__WHAT THIS TASK INVOLVES__
Set down the data below word for word, and leave the images aside.
....
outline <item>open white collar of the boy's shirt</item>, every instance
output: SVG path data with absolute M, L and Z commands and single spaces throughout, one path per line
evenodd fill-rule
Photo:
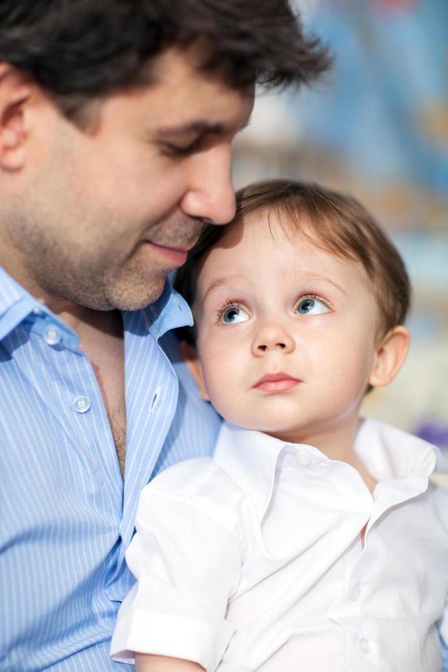
M 279 455 L 286 450 L 298 453 L 304 447 L 311 461 L 328 459 L 313 446 L 288 444 L 224 422 L 214 461 L 249 494 L 262 520 L 271 501 Z M 448 462 L 436 446 L 378 420 L 360 420 L 355 451 L 378 481 L 427 478 L 434 471 L 448 471 Z

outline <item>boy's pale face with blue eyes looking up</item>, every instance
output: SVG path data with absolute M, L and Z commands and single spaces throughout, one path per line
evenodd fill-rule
....
__COMPLETED TASK__
outline <item>open white collar of the boy's shirt</item>, every instance
output: SVG path data with absolute M, L and Z commands and single spaces throughout, one path per line
evenodd fill-rule
Photo:
M 279 455 L 286 450 L 298 453 L 304 447 L 311 461 L 328 459 L 313 446 L 288 444 L 224 422 L 214 461 L 249 494 L 262 520 L 271 501 Z M 448 462 L 436 446 L 378 420 L 360 420 L 355 451 L 378 481 L 427 478 L 434 471 L 448 471 Z

outline <item>boy's pale face with blue eyes looking up</item>, every instance
output: SVG path data with absolute M, L and Z commands and single spaces throughout, one path per line
evenodd fill-rule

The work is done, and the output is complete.